begin Document excerpt

I am unalterably and vehemently opposed to actual plagiarism. 

 

My standards for what constitutes plagiarism are quite traditional ones.  I do try to warn, generally, that I will be plundering the corpus of English literature, and certain favourite authors in particular, whilst writing this inherently derivative genre of fan-fiction.

 

The notion, however, that amongst persons of good will and reasonable cultivation, it is necessary to footnote each occurrence of a quotation from or paraphrase of Shakespeare, Browne, Burton, Archbishop Cranmer, GKC, Kipling, Bunyan, Milton, or Sayers, is, simply, utter and absolute balls.  The idea that one is obligated to reference any self-evident and easily recognisable paraphrase of Iles, Innes, Christie, Crispin, Sam Johnson, Ben Jonson, various Mitfords, divers Waughs, and Hymns Ancient & Modern, is the sort of thing Waugh and Crispin and Innes, specifically, mocked in their own, notably un-footnoted, works: partly deriving the mockery from their own experience of dealing with the absurd, footnote-scribbling standards of their North American editors for their North American editions.

end Document excerpt
begin Data extract

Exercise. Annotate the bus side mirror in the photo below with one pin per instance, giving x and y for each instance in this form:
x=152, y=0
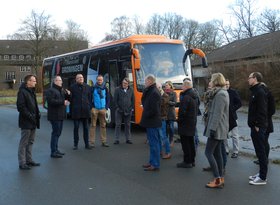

end Data extract

» Your instructions: Extend the passage above on plagiarism and unfootnoted quotation, picking up right after its last sentence.

» Task result:
 

Anyone capable of recognising my sly and winking tributes to Anthony Price or Barbara Pym, Monty Python or Tyndale’s Psalter, damned well wants to be sophisticated enough to realise I am not passing these periphrastic passages, paraphrased paragraphs, and clever quotations off as mine own.  Anyone else can, with respect, sod off.

 

A little discriminating judgement, if you please: employ it, I implore you.  Plagiarism exists; it is wrongful; it is also eminently recognisable, and easily distinguished from other things, to conflate which with plagiarism serves only to render the latter less reprehended and more respectable.  In short, please to cease crying, ‘Wolf!’, when there is no wolf.  By doing so, we can all better recognise and respond to situations where an actual wolf makes its way into the fold, probably by wearing sheep’s clothing (footnote, bloody Æsop, you wankers).  Thank you.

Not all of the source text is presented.